=== Written instruction 1 ===
In the post, repeat the passage from "In the realm" up to and including "other than enjoyable?)".
=== Written instruction 2 ===
Render this sentence from the post in Spanish: "Keene’s personal anecdotes (he knew all five personally) enliven the commentary."

##### Passage #####

On the book front, this morning I completed Donald Keene’s 5 Modern Japanese Novelists, which wasn’t an in-depth scholarly work but nonetheless a good critical introduction to the writers he treats — Tanizaki, Kawabata, Mishima, Abe, and Shiba. Keene’s personal anecdotes (he knew all five personally) enliven the commentary. I hope to have a fuller review of the book in the next few days.

Ongoing reading projects are Julia Cameron’s The Artist’s Way and the exhibition catalog Out of Character: Decoding Chinese Calligraphy. I admit that I’ve been working on the latter for months, but I still intend to complete it! What my next reading project will be, however, I don’t really know. I have many great options, and am being pulled in multiple directions. Perhaps because I want to continue the Japan theme, and because the book is sitting here next to me, An Edo Anthology, a collection of eighteenth and nineteenth century writings and art from the city that later became Tokyo, is calling out to me, as is Donald Keene’s Anthology of Japanese Literature. There are other temptations, like the new biography Henry Cowell: A Man Made of Music by Joel Sachs, which looks quite excellent.

In the realm of movies, I’m continuing my slow pace, with only two films viewed this week: Anima Mundi, Godfrey Reggio’s short film on wildlife and their habitats, and, on TCM, I Love You Again, a lightweight but very enjoyable 1940 film with William Powell and Myrna Loy (how could any film with those two delightful stars be anything other than enjoyable?)

As for Easter Sunday, I fear I’m going to be spending much of it staring at the television. I would quite like to see the PBS presentation of Thomas Adès’s The Tempest — I don’t believe I’ve ever heard a note of Adès music, and I would hear quite a few notes by this much-praised British composer if I tune in for this opera. I had already tentatively planned to watch Bach’s St. Matthew Passion in honor of Easter, from a Blu-ray disc featuring the “ritualization” of Bach’s work by Peter Sellars that the Berlin Philharmonic presented a couple of years ago. Also, it’s time for another episode of “Sunday Nights with Ozu,” about which I recently wrote. I was considering the relatively short The Record of a Tenement Gentleman. But adding this 75 minute film to the six or more hours of Bach and Adès music makes for a rich day. We’ll see how it turns out.

Coming tomorrow, of course, is Opening Day, so I’ll leave you for this morning with a hearty “Go Giants!”

Barzun on Baseball

“Baseball takes its mystic nine and scatters them wide. A kind of individualism thereby returns, but it is limited – eternal vigilance is the price of victory. Just because they’re far apart, the outfield can’t dream or play she-loves-me-not with daisies. The infield is like a steel net held in the hands of the catcher. He is the psychologist and historian for the staff – or else his signals will give the opposition hits. The value of his headpiece is shown by the ironmongery worn to protect it. The pitcher, on the other hand, is the wayward man of genius, whom others will direct. They will expect nothing from him but virtuosity. He is surrounded no doubt by mere talent, unless one excepts that transplanted acrobat, the shortstop. What a brilliant invention is his role despite its exposure to ludicrous lapses! One man to each base, and then the free lance, the trouble shooter, the movable feast for the eyes, whose motion animates the whole foreground.

##### Data segment #####

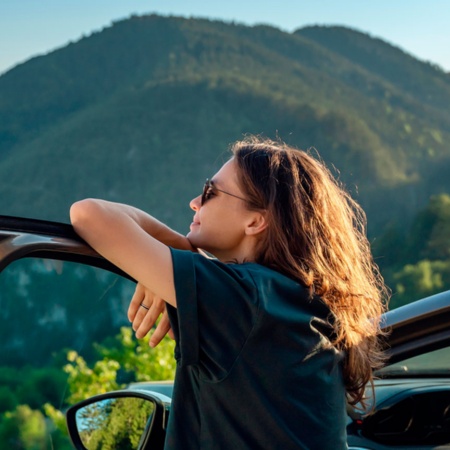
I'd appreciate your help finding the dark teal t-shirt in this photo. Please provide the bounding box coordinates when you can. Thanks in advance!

#####

=== Task answer 1 ===
In the realm of movies, I’m continuing my slow pace, with only two films viewed this week: Anima Mundi, Godfrey Reggio’s short film on wildlife and their habitats, and, on TCM, I Love You Again, a lightweight but very enjoyable 1940 film with William Powell and Myrna Loy (how could any film with those two delightful stars be anything other than enjoyable?)

=== Task answer 2 ===
Las anécdotas personales de Keene (los conocía personalmente a los cinco) avivan el comentario.